[CR]Is it Campy, or is it Milspec, ?

(Example: Production Builders:Tonard)

Date: Mon, 4 Feb 2002 10:55:42 -0800 (PST)
From: "Tom Dalton" <tom_s_dalton@yahoo.com>
To: classicrendezvous@bikelist.org
In-Reply-To: <3C5ECF35.DF18F13B@ventoux.com>
Subject: [CR]Is it Campy, or is it Milspec, ?

I have sometimes wondered how many of the zillions of washers, fasteners, rivets, springs, bushings, bearings, cables, etc. in Campy products are ordered straight out of suppliers' product catalogs, how many are custom spec'd, and how many are made in-house. I've also wondered if certain parts weren't sourced from multiple vendors over time or even multiple vendors simultateously. Look hard at some of those little parts and soon no two look the same. I think about strange things I guess.

Oh yeah, this reads like a statement, but I guess it's a question for the list. Any ideas?

Tom Dalton


>
> Tom Dalton wrote:
> >
> > I was talking to (pestering) a memeber of the
> Campy
> > travelling circus (Either Bill Woodul or John
> Sipay)

▶ _Material shown_:
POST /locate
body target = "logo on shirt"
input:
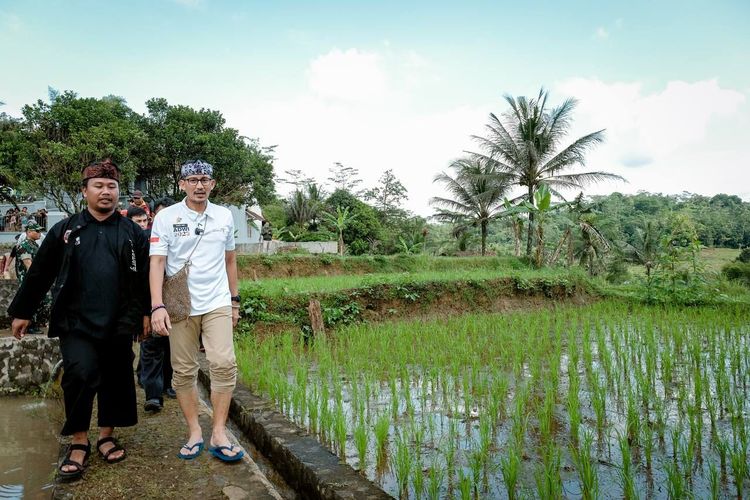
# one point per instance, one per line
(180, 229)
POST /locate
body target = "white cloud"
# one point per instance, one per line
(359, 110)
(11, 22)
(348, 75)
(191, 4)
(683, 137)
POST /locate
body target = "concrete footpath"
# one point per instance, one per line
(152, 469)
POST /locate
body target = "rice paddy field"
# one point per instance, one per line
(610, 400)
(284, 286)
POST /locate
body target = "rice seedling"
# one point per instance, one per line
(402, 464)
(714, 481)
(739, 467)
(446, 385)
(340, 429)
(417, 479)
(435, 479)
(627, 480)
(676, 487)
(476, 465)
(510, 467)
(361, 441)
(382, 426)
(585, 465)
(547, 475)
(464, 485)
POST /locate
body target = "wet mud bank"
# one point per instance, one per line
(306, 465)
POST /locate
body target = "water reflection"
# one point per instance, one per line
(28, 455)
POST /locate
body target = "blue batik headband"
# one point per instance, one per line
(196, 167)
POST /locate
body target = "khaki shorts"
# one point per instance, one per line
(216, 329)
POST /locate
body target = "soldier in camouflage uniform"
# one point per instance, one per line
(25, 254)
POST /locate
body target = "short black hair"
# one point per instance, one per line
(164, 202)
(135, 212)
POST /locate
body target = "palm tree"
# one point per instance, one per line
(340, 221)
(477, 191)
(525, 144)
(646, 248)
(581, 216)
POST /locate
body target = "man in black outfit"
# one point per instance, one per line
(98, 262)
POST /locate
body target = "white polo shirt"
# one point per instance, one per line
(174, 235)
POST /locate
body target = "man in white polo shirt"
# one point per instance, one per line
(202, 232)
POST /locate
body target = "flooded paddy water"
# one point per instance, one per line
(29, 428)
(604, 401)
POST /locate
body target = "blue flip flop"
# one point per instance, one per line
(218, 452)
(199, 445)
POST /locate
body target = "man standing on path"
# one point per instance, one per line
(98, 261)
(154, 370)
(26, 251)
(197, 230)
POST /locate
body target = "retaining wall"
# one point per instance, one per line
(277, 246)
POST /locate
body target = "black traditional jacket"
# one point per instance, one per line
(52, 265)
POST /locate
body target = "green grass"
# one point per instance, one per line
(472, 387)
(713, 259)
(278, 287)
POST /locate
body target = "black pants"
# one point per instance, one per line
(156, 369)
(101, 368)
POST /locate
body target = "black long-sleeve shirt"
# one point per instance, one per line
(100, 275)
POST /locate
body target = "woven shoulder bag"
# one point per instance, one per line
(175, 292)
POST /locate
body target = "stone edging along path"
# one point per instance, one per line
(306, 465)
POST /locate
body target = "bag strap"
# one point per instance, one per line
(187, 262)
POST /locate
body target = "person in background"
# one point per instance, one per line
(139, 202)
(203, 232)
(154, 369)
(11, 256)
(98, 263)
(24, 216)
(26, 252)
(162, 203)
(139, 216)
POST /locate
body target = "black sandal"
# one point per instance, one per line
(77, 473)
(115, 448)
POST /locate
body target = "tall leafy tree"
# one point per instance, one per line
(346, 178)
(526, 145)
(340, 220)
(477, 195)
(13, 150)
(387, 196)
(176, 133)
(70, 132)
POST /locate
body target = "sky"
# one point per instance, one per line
* * *
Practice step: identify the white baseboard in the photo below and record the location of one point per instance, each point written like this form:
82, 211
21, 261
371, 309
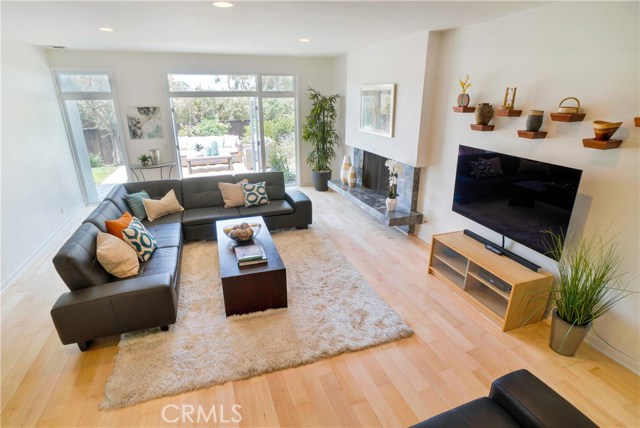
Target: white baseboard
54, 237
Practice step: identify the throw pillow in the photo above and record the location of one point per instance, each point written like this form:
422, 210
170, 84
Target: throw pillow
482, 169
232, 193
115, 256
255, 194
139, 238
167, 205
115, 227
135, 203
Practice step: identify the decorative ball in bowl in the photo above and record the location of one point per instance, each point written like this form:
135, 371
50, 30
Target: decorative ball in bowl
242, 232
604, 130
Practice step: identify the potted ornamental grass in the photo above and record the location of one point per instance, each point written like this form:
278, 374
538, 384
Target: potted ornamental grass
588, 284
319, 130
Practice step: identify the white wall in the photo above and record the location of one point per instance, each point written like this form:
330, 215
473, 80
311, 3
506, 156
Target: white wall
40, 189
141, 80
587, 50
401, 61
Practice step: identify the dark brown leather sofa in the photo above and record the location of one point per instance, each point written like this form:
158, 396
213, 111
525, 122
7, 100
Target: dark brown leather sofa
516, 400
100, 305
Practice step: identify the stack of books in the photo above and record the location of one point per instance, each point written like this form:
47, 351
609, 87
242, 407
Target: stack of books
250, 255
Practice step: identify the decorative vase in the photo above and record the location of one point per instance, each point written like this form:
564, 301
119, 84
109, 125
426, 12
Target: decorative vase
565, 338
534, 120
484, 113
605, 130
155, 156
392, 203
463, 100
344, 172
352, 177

▶ _Requests_:
**A)** Summarize the message about Campy parts in two sentences.
**B)** Reproduce the passage of the message about Campy parts starting at "(Example: Production Builders:Tonard)" and ending at "Subject: [CR]Is it Campy, or is it Milspec, ?".
**C)** In the message about Campy parts, what does the writer say happens when you look hard at some of the little parts?

▶ _Final answers_:
**A)** Tom Dalton wonders how many of the many small parts in Campy products, such as washers, fasteners, springs, bearings and cables, are ordered from suppliers' catalogs, how many are custom specified, and how many are made in-house, and whether some came from multiple vendors over time or at the same time. Observing that on close inspection no two of those little parts look the same, Dalton puts this to the list as a question and asks for ideas.

**B)**
(Example: Production Builders:Tonard)

Date: Mon, 4 Feb 2002 10:55:42 -0800 (PST)
From: "Tom Dalton" <tom_s_dalton@yahoo.com>
To: classicrendezvous@bikelist.org
In-Reply-To: <3C5ECF35.DF18F13B@ventoux.com>
Subject: [CR]Is it Campy, or is it Milspec, ?

**C)** Soon no two look the same.